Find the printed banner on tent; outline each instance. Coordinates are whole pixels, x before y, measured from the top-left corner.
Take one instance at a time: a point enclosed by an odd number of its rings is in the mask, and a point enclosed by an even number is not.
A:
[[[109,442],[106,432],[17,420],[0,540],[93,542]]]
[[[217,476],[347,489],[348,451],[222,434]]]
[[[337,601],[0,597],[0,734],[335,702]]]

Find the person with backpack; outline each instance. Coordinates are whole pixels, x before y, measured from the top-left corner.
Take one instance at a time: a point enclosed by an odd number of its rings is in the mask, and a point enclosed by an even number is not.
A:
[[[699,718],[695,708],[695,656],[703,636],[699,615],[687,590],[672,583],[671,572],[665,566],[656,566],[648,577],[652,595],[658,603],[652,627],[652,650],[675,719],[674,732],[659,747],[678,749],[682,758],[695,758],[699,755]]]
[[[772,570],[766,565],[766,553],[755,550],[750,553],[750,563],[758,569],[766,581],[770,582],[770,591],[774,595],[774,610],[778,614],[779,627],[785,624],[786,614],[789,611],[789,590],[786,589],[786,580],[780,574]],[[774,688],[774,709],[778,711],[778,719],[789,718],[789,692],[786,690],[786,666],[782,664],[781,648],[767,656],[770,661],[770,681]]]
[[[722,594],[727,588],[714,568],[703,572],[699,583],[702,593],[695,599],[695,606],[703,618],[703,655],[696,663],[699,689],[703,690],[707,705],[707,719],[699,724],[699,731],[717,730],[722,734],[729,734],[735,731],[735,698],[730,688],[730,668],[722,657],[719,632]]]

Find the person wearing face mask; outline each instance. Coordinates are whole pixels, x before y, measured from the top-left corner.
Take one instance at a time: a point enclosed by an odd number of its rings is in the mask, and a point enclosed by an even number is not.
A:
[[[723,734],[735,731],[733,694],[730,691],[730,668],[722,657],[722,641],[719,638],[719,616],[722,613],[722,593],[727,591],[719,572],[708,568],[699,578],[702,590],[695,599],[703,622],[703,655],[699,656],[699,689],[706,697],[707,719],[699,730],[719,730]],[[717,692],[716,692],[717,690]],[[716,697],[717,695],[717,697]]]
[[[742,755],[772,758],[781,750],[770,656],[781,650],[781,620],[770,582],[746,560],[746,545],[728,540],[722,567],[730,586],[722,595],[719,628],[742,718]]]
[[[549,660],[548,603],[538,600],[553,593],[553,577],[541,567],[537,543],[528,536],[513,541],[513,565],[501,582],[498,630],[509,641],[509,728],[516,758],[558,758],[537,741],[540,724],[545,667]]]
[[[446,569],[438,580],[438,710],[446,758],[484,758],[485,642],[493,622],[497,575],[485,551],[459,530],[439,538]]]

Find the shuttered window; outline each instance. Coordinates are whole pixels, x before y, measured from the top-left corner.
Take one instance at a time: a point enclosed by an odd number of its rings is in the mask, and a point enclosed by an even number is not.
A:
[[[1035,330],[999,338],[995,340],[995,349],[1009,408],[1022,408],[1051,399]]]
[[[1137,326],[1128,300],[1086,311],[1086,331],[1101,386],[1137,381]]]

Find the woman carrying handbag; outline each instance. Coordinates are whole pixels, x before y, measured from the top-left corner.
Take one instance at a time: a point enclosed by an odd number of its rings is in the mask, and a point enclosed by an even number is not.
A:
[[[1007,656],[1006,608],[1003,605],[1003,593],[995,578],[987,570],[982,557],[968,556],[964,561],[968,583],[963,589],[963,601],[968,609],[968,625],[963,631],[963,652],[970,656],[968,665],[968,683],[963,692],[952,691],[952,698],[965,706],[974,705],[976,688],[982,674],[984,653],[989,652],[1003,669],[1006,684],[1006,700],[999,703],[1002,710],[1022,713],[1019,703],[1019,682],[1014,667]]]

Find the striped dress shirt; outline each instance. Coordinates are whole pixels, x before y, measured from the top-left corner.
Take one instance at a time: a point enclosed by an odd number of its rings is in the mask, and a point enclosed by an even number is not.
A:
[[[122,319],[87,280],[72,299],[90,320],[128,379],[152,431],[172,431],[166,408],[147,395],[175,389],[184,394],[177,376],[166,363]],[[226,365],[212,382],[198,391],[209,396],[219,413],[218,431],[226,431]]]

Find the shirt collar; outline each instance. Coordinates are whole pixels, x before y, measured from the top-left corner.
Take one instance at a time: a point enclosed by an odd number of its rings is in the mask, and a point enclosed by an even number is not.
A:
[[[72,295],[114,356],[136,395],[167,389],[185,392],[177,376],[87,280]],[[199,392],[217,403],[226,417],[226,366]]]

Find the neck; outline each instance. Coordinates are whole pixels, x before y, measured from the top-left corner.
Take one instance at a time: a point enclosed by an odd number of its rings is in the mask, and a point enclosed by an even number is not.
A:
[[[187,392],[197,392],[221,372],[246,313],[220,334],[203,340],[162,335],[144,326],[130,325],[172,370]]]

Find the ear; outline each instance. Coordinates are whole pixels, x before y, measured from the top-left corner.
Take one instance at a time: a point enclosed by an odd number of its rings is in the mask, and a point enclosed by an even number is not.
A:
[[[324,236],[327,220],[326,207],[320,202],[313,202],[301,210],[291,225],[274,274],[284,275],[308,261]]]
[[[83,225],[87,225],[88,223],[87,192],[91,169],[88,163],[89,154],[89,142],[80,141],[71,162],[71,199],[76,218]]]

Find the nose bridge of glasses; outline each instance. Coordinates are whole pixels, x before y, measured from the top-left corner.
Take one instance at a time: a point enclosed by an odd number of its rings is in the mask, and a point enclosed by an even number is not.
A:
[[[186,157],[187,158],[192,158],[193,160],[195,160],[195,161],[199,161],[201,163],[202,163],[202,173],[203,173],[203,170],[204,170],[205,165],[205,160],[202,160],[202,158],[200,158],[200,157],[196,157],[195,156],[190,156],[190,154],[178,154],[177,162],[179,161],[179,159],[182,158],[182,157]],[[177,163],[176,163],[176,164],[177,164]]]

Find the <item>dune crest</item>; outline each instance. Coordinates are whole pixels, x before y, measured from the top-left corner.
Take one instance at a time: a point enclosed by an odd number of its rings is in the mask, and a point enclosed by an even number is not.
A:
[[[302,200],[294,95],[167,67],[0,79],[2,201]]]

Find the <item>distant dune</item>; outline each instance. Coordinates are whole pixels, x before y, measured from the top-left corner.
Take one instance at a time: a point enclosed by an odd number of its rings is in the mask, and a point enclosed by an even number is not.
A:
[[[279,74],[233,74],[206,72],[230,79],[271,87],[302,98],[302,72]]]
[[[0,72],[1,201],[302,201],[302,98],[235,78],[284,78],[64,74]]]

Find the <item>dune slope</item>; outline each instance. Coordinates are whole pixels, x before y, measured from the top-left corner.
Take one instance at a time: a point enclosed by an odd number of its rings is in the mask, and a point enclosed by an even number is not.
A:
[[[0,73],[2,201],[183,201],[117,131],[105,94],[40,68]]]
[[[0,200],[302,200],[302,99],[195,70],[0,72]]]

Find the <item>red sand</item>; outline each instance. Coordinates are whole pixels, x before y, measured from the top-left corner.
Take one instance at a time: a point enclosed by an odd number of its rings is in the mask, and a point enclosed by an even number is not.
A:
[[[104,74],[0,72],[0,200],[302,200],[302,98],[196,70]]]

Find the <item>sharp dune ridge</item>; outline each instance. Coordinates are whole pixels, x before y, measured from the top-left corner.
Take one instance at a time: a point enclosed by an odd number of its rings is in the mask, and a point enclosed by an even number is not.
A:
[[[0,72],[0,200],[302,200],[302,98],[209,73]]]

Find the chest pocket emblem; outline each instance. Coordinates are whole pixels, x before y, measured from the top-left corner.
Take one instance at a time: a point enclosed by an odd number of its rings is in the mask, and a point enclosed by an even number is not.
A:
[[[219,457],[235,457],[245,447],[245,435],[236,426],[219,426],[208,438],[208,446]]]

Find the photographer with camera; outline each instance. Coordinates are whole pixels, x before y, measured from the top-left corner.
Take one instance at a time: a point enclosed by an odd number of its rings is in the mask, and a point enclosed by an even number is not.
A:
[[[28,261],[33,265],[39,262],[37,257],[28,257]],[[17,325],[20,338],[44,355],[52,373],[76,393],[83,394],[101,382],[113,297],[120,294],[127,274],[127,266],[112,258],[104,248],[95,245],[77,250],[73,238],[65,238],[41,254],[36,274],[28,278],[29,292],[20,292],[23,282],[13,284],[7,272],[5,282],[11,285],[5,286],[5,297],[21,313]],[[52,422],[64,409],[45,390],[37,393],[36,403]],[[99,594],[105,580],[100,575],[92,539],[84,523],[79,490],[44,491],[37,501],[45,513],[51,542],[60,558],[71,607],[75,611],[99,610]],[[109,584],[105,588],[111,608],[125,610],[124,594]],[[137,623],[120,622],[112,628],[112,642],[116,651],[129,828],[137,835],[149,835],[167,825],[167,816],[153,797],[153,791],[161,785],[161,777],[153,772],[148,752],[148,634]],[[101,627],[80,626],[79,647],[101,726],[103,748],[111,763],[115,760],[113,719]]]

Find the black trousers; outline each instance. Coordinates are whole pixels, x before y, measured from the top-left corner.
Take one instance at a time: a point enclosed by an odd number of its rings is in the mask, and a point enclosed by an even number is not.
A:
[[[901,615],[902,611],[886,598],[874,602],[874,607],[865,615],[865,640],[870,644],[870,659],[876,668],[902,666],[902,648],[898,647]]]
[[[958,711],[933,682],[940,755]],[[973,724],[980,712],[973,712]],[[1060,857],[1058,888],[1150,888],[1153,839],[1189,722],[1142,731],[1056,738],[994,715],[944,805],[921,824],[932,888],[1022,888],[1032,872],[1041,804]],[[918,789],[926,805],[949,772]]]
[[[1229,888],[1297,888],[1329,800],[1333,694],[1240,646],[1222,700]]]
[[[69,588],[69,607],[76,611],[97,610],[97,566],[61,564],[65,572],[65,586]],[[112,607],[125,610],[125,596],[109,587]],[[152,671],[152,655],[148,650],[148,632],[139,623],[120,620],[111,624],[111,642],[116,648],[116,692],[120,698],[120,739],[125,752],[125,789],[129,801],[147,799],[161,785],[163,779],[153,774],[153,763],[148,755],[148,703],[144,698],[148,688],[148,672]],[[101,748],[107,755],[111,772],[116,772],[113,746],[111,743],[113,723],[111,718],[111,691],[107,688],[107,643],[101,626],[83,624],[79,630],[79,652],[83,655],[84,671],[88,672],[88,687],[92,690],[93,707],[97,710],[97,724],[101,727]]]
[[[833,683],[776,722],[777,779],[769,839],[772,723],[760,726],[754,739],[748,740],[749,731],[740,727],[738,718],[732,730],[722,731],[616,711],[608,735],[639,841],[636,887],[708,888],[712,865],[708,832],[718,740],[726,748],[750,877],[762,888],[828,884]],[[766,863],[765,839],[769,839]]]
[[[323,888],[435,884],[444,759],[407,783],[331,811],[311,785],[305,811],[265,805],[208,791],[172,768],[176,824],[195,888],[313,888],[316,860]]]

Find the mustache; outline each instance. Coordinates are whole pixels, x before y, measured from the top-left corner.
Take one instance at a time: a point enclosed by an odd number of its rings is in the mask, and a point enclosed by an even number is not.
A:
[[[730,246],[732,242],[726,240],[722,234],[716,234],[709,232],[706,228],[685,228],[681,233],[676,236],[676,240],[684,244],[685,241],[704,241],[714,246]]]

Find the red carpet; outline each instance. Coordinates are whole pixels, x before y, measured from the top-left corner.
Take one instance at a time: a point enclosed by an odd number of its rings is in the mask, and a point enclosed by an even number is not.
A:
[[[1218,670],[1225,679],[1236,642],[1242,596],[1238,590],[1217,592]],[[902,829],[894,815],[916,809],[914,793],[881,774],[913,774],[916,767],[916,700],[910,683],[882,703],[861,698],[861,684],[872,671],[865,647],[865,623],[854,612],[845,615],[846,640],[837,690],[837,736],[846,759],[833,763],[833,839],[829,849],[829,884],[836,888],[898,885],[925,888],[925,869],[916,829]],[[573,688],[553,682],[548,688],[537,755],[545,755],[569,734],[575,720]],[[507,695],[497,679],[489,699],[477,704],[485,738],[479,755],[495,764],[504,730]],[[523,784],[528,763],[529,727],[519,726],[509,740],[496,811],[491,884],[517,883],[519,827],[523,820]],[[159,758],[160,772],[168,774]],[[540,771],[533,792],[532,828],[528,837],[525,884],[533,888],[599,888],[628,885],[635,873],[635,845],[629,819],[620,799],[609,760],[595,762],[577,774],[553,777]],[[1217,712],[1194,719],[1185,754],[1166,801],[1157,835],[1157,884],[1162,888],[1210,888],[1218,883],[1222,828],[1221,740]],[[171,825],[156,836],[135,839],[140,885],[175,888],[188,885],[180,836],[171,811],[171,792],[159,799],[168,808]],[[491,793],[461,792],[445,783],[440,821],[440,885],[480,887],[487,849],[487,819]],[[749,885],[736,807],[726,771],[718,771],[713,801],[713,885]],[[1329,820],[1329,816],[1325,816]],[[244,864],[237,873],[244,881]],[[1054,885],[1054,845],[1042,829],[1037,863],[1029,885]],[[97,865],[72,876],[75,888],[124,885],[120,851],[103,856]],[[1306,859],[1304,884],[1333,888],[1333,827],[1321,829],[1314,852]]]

****************

Please arrange the lines from the one containing "Find the <item>dune crest</item>;" through the one containing "[[[0,200],[302,200],[302,99],[195,70],[0,72]]]" as a JSON list of strings, with one string per line and blank lines omitted.

[
  "Find the <item>dune crest</item>; outline each instance. Coordinates are whole pixels, x before y, measured from the top-left corner.",
  "Take one instance at a time: a point enclosed by an odd number of its rings is in the mask, and a point enclosed by an even number is not.",
  "A:",
  "[[[302,200],[294,95],[167,67],[0,79],[2,201]]]",
  "Find the <item>distant dune</item>; outline each instance. Coordinates are whole pixels, x before y, measured from the top-left corner.",
  "Take one instance at a time: a point enclosed by an odd number of its rings is in the mask, and a point enclosed by an even number is not.",
  "A:",
  "[[[279,74],[233,74],[206,72],[230,79],[271,87],[302,98],[302,72]]]",
  "[[[0,72],[1,201],[302,201],[302,98],[235,78],[284,78],[64,74]]]",
  "Find the <item>dune slope</item>; outline each instance. Coordinates are whole pixels, x before y, measured from the top-left corner.",
  "Take one instance at a time: a point enclosed by an odd number of its rings is in the mask, and a point enclosed by an even number is not.",
  "A:",
  "[[[0,73],[2,201],[183,201],[117,131],[105,94],[40,68]]]",
  "[[[0,200],[302,200],[302,99],[195,70],[0,72]]]"
]